__The records__
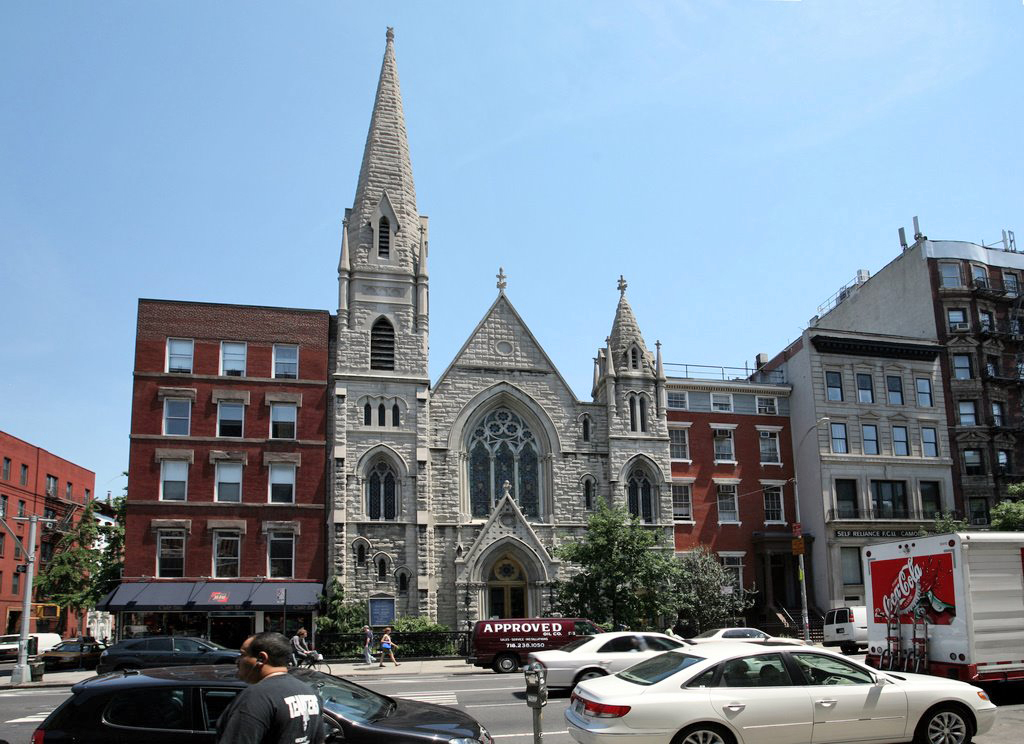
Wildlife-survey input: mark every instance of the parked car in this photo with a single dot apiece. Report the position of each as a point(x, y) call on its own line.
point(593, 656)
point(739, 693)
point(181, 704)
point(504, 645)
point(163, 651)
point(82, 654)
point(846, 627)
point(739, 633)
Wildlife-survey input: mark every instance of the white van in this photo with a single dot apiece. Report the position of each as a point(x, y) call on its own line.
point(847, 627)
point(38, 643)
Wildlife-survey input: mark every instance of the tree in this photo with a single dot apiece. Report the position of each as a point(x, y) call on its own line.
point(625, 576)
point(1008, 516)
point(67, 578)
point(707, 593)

==

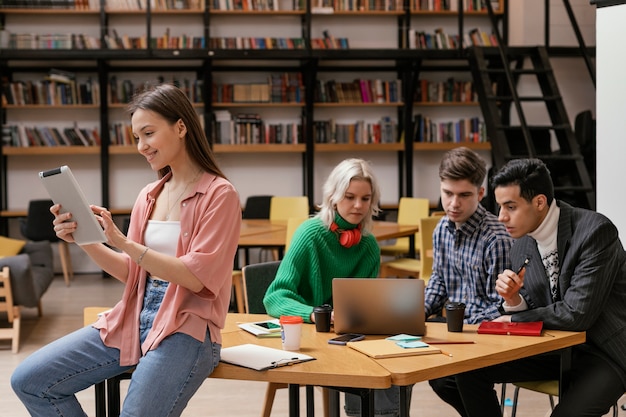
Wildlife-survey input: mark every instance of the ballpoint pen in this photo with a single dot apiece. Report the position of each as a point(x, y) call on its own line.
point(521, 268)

* * *

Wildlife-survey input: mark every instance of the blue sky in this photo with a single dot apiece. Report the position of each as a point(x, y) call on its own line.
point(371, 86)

__Exercise objective__
Can you show every line of the records above that contains the word "tree", copying each line in full?

__Complete response__
Wildlife-survey input: mark every instance of the tree in this photo with a single dot apiece. Report the position of each as a point(x, y) call on its own line.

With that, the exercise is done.